#### Data for review ####
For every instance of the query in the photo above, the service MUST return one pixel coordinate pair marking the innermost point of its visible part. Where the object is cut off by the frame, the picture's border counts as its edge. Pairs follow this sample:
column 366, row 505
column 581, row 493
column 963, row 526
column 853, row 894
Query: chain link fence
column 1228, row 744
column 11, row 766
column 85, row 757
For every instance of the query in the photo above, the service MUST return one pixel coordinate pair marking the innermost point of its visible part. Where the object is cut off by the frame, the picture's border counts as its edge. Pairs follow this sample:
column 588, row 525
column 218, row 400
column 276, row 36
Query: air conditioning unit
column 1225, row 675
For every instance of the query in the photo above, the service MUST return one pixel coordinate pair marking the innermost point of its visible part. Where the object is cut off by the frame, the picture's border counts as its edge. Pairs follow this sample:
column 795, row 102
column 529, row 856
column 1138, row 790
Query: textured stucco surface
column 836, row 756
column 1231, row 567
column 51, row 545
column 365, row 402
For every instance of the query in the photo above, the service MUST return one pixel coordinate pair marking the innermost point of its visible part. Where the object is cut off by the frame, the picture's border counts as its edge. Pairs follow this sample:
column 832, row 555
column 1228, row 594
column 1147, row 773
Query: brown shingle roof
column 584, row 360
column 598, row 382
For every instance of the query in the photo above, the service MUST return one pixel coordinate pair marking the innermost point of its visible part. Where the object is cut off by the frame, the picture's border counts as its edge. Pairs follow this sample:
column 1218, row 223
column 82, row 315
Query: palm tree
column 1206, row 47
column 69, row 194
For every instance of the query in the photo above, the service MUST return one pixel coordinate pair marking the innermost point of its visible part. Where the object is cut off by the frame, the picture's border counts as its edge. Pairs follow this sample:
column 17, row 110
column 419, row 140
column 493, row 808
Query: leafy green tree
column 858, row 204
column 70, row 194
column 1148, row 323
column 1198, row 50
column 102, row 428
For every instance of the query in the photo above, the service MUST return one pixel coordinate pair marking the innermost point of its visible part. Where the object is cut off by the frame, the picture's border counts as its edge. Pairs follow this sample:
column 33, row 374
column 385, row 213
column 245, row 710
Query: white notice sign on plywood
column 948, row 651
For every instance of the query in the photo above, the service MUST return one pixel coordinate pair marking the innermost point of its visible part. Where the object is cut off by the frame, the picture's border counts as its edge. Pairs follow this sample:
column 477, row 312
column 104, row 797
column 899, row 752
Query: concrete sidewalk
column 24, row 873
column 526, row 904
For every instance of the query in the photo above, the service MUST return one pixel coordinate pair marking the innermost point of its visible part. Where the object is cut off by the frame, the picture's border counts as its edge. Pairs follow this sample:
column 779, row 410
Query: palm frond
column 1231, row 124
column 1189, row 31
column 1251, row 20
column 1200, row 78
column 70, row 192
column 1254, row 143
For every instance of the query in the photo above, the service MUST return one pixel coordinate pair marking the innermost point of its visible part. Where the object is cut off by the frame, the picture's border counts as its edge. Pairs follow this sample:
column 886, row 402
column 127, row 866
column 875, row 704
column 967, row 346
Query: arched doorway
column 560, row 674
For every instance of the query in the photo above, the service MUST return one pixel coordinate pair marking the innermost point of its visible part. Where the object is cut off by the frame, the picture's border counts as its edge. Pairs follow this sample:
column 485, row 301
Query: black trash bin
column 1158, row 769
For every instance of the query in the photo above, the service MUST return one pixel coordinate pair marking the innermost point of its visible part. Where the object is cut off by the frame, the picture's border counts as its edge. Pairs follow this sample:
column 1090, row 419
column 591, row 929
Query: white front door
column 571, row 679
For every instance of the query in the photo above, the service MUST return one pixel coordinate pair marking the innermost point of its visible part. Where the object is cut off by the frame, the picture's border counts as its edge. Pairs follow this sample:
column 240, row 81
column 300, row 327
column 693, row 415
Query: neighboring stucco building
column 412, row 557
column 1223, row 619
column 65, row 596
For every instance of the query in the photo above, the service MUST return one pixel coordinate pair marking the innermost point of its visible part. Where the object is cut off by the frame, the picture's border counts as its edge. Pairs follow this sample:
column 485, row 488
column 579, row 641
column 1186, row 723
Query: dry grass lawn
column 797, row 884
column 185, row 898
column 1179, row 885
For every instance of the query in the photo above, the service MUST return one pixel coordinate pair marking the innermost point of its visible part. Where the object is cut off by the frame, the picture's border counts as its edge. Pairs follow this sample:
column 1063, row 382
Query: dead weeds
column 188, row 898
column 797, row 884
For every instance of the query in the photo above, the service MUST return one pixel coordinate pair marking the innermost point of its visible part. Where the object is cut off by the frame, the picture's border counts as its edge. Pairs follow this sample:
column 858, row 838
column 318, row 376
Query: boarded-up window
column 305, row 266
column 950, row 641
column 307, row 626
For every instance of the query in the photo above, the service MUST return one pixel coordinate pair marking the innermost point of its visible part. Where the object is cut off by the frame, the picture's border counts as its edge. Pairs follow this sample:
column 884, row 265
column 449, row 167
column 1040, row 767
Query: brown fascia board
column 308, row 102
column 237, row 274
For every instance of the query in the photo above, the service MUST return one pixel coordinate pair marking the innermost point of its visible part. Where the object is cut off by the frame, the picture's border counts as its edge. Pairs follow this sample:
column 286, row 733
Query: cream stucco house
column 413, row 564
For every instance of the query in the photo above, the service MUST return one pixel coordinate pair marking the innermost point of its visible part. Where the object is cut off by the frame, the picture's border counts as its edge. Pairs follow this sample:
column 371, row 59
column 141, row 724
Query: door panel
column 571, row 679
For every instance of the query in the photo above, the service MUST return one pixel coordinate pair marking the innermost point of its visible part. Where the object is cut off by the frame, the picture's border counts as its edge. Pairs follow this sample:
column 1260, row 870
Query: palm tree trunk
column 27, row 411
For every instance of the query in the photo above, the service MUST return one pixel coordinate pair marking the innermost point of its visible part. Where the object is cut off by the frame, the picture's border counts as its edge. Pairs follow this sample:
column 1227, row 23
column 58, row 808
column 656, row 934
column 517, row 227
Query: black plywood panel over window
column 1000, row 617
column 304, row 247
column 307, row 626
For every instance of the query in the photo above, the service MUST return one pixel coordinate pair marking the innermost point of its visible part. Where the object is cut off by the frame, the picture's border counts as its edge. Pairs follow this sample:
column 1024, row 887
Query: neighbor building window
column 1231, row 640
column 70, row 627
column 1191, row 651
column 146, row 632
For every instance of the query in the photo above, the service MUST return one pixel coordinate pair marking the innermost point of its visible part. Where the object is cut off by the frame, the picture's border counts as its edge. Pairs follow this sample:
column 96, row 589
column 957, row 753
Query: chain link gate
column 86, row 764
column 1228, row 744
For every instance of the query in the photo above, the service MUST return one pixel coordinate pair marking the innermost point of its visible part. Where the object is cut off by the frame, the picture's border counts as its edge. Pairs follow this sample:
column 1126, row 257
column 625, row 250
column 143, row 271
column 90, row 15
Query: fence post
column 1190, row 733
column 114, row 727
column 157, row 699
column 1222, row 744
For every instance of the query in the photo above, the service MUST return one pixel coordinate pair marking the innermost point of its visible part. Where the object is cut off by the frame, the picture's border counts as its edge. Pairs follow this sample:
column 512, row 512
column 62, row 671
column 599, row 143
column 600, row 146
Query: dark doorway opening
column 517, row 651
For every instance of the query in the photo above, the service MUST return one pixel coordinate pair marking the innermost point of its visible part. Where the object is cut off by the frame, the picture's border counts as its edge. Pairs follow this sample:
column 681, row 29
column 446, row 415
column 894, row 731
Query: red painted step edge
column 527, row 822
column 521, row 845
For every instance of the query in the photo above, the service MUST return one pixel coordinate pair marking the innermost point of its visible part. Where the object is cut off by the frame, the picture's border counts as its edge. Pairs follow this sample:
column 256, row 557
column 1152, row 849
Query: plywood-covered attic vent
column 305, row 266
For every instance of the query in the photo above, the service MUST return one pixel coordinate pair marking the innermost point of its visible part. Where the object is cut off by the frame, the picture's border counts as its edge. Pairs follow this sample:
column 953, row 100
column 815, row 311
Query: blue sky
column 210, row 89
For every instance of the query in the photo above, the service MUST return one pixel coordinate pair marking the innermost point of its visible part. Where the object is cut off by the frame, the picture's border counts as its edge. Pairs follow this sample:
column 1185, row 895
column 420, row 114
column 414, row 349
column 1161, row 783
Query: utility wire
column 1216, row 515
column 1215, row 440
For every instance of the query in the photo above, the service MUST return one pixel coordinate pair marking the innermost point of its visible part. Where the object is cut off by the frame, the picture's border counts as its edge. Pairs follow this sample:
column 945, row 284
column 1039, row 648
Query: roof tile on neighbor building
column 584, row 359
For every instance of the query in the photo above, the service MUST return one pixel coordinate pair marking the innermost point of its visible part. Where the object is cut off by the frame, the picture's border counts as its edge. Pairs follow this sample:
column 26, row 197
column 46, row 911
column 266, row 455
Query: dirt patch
####
The task → The lines to return run from the one containing "Query: roof tile on neighbor building" through the last line of the material above. Please reproduce them exactly.

Exercise solution →
Query: roof tile on neighbor building
column 584, row 359
For every instance of the query in the photo above, the service MUST return one pixel coordinate pair marking the innermost point of its visible part. Where the object is cut off by the frame, the picture's border counts as its edge. Pairs follow this sample:
column 26, row 197
column 46, row 911
column 266, row 455
Query: dirt patch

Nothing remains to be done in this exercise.